(PROBLEM) The lines from the one with "Target: left hand" through the last line below are to be copied exactly; no other lines are to be returned.

(Region pointing data)
※ ※ ※
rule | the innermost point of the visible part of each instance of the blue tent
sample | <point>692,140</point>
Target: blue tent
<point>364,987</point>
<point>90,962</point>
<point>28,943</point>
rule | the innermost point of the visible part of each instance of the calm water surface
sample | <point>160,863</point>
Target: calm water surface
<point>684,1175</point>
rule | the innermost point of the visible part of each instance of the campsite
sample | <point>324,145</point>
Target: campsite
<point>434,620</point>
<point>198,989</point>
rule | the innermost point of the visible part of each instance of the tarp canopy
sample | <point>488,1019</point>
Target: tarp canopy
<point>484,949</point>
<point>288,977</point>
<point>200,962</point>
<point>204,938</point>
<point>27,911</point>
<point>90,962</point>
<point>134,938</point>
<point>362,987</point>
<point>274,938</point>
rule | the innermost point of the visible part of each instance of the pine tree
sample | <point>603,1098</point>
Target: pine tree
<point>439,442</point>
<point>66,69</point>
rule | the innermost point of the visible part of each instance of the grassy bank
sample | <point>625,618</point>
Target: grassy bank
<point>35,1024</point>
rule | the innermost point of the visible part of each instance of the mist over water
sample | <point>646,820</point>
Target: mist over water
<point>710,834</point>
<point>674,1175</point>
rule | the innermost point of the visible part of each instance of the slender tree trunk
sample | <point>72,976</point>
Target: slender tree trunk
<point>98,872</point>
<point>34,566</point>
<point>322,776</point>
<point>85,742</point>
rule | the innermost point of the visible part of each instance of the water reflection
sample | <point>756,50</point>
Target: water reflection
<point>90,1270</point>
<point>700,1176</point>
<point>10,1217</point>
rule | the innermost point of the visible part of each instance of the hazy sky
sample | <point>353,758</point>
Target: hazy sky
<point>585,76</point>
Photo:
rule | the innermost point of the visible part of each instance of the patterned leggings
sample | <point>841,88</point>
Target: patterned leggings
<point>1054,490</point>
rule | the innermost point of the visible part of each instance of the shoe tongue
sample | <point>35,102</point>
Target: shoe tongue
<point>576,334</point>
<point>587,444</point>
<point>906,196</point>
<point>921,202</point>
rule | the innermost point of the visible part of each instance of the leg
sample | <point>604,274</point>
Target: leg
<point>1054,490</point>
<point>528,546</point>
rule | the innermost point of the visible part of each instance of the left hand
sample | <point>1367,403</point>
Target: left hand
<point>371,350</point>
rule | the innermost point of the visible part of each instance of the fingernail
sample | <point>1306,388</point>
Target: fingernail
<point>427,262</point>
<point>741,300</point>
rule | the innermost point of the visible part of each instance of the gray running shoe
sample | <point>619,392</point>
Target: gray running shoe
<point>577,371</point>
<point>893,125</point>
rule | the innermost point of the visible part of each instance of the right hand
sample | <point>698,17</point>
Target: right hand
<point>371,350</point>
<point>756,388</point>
※ ※ ※
(TASK ANSWER)
Target: left hand
<point>371,350</point>
rule | the innermost point of the visible part of each instance of the fingernail
sample | <point>1306,388</point>
Target: fingernail
<point>427,262</point>
<point>741,300</point>
rule | the innermost point of the visible part of each instance of the gray running shoe
sample | <point>619,392</point>
Target: gray running shoe
<point>577,371</point>
<point>893,125</point>
rule | the innermost point of the visible part of each instance of the right hand
sample | <point>698,17</point>
Target: right hand
<point>371,350</point>
<point>756,388</point>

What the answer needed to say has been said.